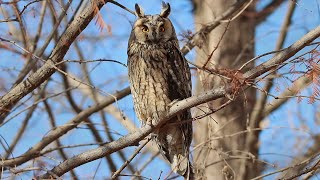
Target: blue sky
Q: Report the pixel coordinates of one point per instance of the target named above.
(113, 45)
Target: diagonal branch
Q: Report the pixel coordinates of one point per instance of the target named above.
(34, 80)
(180, 106)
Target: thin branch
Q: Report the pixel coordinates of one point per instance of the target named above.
(116, 174)
(34, 80)
(178, 107)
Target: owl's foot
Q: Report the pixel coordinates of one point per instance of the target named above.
(149, 122)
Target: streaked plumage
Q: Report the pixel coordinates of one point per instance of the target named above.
(159, 74)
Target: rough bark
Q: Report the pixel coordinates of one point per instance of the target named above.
(226, 158)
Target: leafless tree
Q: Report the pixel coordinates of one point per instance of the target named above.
(58, 87)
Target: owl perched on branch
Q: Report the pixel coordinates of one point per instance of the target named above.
(159, 75)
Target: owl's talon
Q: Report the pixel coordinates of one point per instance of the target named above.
(229, 96)
(149, 122)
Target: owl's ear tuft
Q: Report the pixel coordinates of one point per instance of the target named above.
(165, 11)
(139, 11)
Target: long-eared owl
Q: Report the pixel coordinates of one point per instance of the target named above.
(159, 75)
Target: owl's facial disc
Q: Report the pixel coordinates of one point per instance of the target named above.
(153, 29)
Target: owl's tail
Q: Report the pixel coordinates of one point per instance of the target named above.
(182, 166)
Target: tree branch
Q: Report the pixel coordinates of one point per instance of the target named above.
(180, 106)
(34, 80)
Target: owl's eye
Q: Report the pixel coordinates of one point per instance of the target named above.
(161, 28)
(145, 29)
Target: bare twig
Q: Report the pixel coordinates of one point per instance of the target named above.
(116, 174)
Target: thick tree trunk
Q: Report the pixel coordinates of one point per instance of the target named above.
(226, 157)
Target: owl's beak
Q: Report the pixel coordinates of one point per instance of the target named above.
(154, 37)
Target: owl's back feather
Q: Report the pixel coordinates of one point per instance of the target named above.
(159, 75)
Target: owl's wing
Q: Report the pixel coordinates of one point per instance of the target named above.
(179, 75)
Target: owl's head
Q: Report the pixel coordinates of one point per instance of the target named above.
(149, 29)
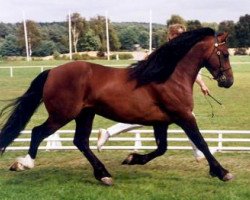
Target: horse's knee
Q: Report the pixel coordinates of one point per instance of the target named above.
(161, 151)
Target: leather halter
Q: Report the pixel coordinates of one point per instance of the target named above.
(220, 76)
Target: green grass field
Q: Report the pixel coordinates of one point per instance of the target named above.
(176, 175)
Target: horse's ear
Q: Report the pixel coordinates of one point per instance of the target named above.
(224, 37)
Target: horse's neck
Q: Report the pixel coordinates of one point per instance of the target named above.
(189, 67)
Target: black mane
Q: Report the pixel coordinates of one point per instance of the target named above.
(161, 63)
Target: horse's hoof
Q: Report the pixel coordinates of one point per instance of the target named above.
(228, 177)
(107, 181)
(16, 166)
(128, 160)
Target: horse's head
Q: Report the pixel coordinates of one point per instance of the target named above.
(217, 61)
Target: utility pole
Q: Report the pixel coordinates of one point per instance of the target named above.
(70, 38)
(26, 38)
(150, 31)
(107, 36)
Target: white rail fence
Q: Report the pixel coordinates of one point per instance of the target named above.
(42, 68)
(221, 140)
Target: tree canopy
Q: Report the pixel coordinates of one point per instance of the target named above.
(90, 35)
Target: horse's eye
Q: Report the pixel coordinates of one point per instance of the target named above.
(226, 55)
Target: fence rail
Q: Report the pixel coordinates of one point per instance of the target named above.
(42, 67)
(221, 140)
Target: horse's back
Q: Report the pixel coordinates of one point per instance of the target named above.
(77, 85)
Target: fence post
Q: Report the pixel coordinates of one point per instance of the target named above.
(11, 72)
(220, 138)
(138, 143)
(53, 141)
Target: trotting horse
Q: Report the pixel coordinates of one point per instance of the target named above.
(157, 91)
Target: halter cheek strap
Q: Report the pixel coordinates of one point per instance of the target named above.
(220, 75)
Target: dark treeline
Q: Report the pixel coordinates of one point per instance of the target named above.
(90, 35)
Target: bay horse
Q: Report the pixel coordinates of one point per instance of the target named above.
(157, 91)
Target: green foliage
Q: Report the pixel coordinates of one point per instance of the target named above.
(128, 38)
(240, 51)
(89, 42)
(229, 27)
(45, 48)
(193, 24)
(77, 56)
(9, 47)
(242, 30)
(122, 56)
(90, 34)
(176, 19)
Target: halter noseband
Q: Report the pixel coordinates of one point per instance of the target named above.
(222, 69)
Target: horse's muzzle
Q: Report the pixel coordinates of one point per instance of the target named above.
(225, 82)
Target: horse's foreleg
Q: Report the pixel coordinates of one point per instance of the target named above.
(37, 136)
(160, 132)
(189, 125)
(81, 140)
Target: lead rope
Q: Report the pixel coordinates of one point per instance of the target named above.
(211, 105)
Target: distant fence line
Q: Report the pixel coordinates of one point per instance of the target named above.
(11, 68)
(221, 140)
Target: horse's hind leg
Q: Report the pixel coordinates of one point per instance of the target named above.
(81, 140)
(190, 127)
(37, 136)
(160, 132)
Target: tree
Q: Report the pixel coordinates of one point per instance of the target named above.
(33, 33)
(98, 25)
(78, 27)
(128, 38)
(114, 41)
(5, 30)
(242, 31)
(176, 19)
(45, 48)
(143, 39)
(229, 27)
(89, 42)
(212, 25)
(159, 37)
(193, 24)
(10, 46)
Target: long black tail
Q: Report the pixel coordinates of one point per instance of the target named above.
(22, 108)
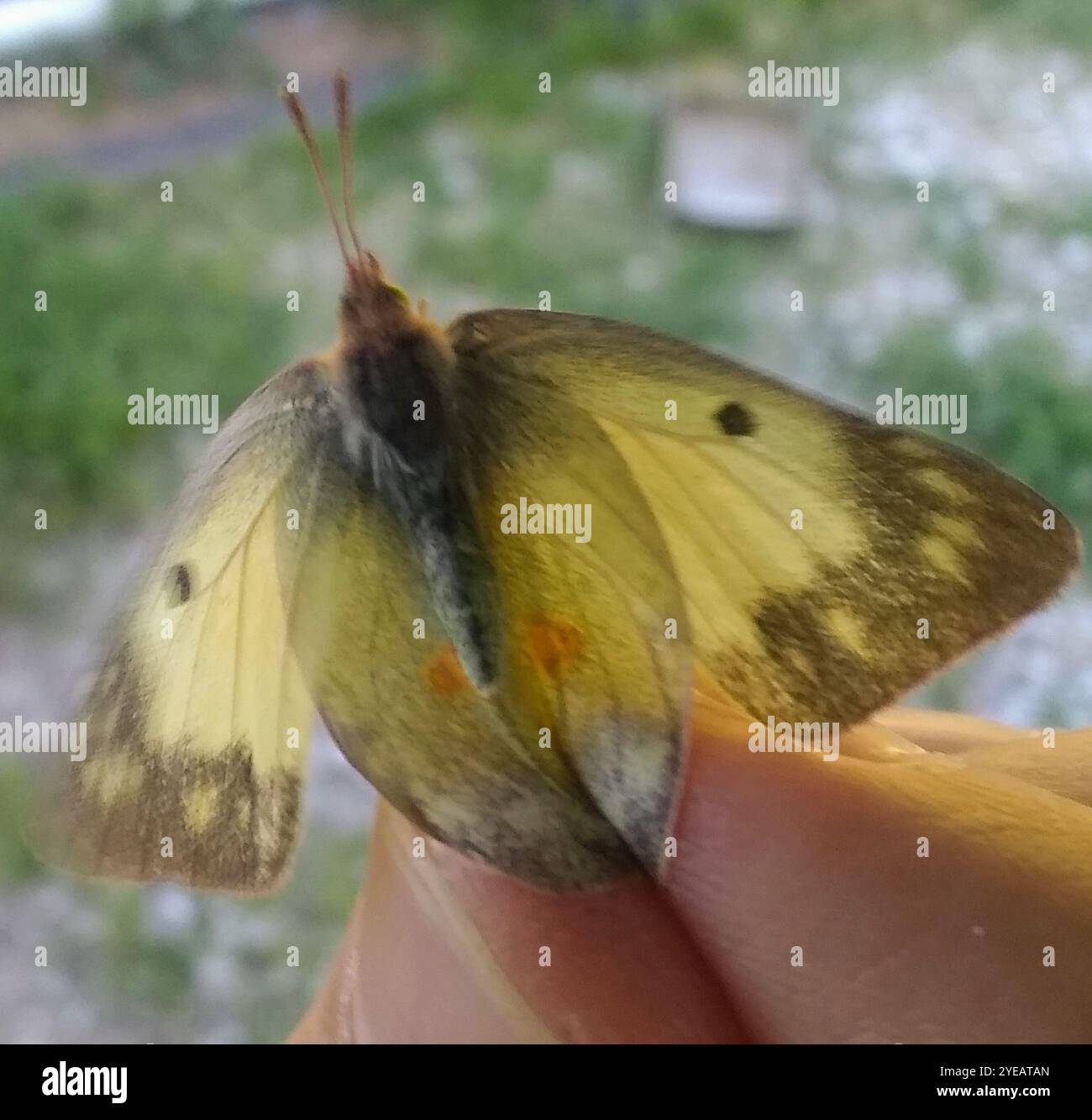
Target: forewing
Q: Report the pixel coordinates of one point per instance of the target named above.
(827, 564)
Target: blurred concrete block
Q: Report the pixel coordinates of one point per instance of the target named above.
(739, 164)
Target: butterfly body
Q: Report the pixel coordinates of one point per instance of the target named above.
(519, 690)
(393, 390)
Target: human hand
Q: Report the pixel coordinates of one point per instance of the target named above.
(774, 851)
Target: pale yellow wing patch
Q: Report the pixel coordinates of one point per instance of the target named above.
(197, 723)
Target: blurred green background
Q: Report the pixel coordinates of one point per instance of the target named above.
(526, 192)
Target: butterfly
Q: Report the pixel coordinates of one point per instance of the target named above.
(493, 555)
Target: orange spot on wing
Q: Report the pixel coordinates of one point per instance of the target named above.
(445, 673)
(554, 644)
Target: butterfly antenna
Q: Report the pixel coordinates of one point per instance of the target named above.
(295, 108)
(345, 142)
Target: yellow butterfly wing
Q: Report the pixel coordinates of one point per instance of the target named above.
(197, 725)
(827, 564)
(494, 776)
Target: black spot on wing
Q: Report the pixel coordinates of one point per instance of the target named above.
(736, 420)
(180, 585)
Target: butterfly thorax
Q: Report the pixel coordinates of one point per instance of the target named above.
(402, 438)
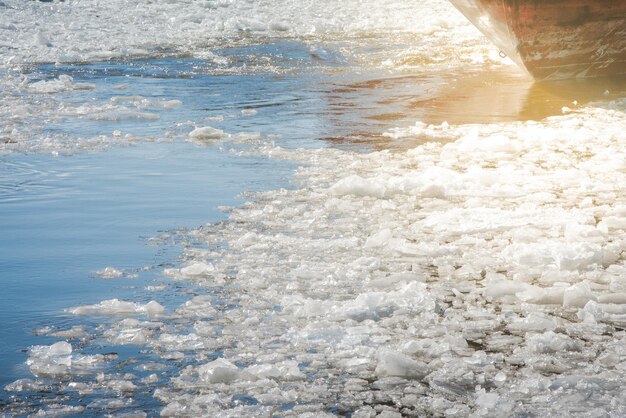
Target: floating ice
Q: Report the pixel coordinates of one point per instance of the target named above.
(206, 133)
(109, 273)
(114, 307)
(63, 83)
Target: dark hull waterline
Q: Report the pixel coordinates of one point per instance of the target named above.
(557, 39)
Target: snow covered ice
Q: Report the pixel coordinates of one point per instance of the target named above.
(464, 270)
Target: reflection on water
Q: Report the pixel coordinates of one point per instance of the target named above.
(486, 96)
(65, 218)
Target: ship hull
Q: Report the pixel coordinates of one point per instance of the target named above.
(555, 39)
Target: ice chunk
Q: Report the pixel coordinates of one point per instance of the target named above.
(53, 360)
(578, 295)
(206, 134)
(392, 363)
(219, 371)
(358, 186)
(286, 370)
(115, 307)
(109, 273)
(197, 269)
(550, 342)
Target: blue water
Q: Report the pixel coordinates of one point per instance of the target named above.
(64, 217)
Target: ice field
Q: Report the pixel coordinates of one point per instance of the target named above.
(420, 231)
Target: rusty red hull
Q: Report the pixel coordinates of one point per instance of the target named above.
(555, 39)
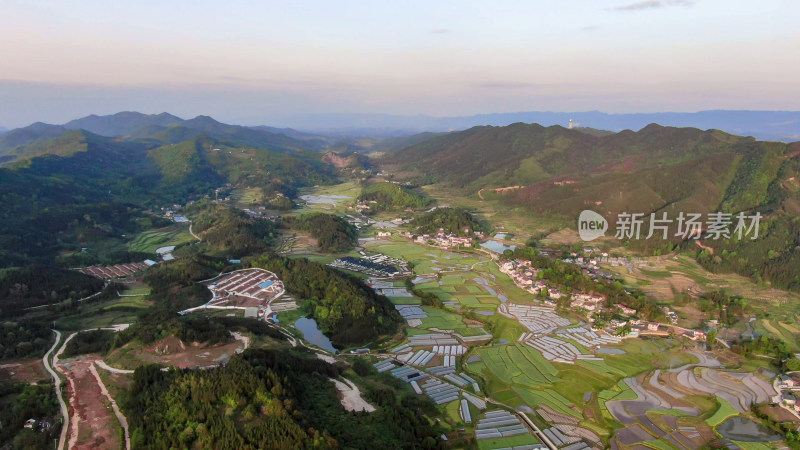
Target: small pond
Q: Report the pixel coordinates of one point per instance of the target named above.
(313, 335)
(497, 247)
(744, 429)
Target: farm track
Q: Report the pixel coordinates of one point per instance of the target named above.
(57, 387)
(123, 421)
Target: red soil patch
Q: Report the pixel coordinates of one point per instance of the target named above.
(170, 351)
(24, 370)
(92, 421)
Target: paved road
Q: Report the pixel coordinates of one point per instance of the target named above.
(57, 385)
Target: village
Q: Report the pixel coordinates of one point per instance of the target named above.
(624, 321)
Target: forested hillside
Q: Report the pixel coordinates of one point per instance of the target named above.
(346, 310)
(385, 196)
(267, 399)
(231, 231)
(333, 233)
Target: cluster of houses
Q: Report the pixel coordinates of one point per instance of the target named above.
(380, 266)
(787, 388)
(260, 214)
(525, 276)
(440, 239)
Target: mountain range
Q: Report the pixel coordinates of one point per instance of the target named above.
(155, 129)
(765, 125)
(555, 172)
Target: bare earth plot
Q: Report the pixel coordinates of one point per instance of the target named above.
(92, 423)
(24, 370)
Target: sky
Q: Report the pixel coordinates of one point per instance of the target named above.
(251, 61)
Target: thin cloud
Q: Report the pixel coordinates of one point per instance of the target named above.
(651, 4)
(507, 85)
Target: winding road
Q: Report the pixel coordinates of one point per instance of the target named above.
(57, 385)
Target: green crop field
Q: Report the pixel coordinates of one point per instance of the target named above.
(507, 442)
(149, 241)
(443, 320)
(725, 410)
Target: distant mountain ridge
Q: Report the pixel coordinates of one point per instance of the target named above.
(765, 125)
(154, 129)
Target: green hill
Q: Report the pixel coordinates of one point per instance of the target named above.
(391, 196)
(557, 172)
(46, 197)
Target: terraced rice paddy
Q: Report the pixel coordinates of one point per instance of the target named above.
(149, 241)
(115, 271)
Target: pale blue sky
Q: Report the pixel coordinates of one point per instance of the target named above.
(243, 61)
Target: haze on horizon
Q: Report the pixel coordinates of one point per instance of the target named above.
(247, 62)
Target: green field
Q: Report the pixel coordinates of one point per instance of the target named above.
(508, 442)
(725, 410)
(349, 189)
(149, 241)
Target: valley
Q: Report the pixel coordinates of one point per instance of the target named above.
(261, 296)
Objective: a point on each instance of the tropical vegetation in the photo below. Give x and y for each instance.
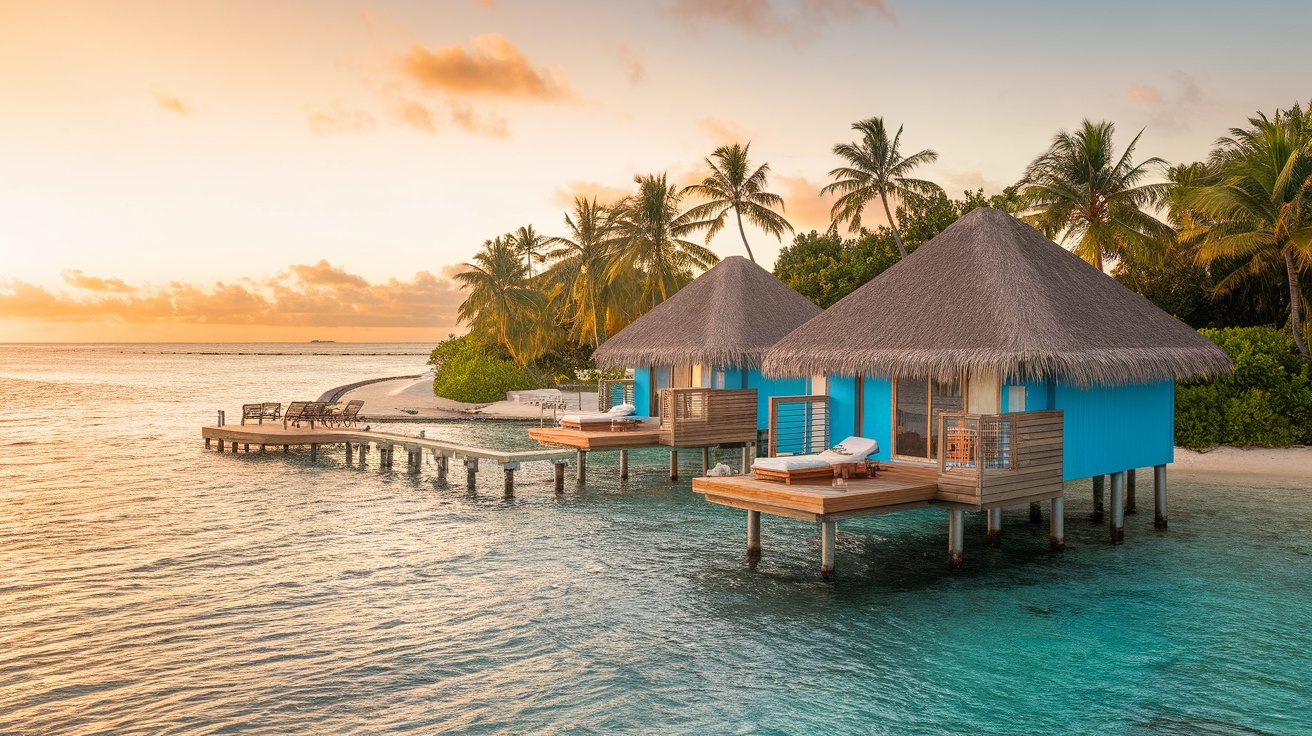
(1224, 244)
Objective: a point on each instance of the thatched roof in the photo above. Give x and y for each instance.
(992, 294)
(730, 315)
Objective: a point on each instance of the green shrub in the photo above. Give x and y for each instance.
(1266, 402)
(474, 373)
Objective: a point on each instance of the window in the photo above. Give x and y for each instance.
(917, 403)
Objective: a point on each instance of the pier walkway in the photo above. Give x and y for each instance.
(273, 434)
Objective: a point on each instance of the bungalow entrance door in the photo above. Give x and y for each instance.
(917, 402)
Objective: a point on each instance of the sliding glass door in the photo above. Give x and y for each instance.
(917, 402)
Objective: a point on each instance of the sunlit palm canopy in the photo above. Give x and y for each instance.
(732, 185)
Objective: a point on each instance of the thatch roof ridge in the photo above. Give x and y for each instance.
(991, 293)
(730, 315)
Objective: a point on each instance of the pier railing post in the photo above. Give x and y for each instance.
(1159, 495)
(1118, 508)
(1056, 534)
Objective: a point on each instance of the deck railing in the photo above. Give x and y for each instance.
(614, 391)
(707, 416)
(799, 425)
(984, 458)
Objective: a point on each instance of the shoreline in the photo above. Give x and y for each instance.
(411, 399)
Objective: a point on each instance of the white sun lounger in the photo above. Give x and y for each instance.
(846, 458)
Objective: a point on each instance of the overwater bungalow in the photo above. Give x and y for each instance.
(999, 361)
(696, 362)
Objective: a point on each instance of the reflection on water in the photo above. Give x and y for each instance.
(152, 587)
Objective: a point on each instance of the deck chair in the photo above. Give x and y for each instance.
(350, 412)
(849, 458)
(295, 413)
(596, 420)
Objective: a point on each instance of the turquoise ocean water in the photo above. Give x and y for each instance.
(151, 587)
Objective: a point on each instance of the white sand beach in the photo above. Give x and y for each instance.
(413, 399)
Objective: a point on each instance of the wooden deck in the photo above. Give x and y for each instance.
(896, 486)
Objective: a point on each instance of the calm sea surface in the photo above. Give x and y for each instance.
(151, 587)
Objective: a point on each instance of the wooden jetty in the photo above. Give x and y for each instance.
(358, 441)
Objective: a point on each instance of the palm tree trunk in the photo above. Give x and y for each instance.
(739, 215)
(1295, 305)
(892, 224)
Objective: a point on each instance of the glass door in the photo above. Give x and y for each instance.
(917, 403)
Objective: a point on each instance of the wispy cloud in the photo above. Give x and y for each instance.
(488, 66)
(76, 278)
(305, 295)
(761, 17)
(340, 120)
(1174, 105)
(722, 131)
(630, 62)
(804, 207)
(171, 102)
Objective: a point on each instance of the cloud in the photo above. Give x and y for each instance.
(413, 113)
(1174, 108)
(339, 120)
(490, 125)
(1142, 93)
(804, 207)
(305, 295)
(722, 131)
(490, 67)
(171, 102)
(760, 17)
(564, 194)
(76, 278)
(630, 62)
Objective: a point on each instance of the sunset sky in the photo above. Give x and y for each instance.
(318, 169)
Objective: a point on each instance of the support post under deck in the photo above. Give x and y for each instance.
(1130, 492)
(1097, 500)
(560, 476)
(471, 471)
(1159, 493)
(828, 539)
(753, 537)
(993, 534)
(1118, 508)
(955, 530)
(1056, 534)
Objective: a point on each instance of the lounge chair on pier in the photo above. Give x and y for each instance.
(849, 458)
(337, 415)
(261, 412)
(597, 420)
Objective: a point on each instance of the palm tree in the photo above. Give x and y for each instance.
(530, 244)
(650, 230)
(875, 168)
(1079, 189)
(1261, 209)
(579, 268)
(734, 185)
(501, 305)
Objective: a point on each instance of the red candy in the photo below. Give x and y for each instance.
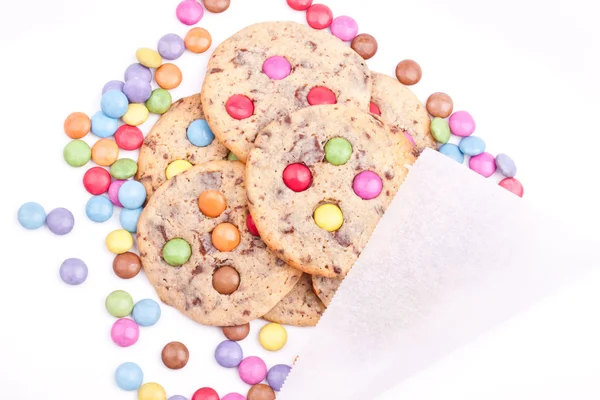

* **GIVEN EXERCISE**:
How many lines of the listing above contain the string "halter"? Reply with the number alone.

* **FULL ANSWER**:
3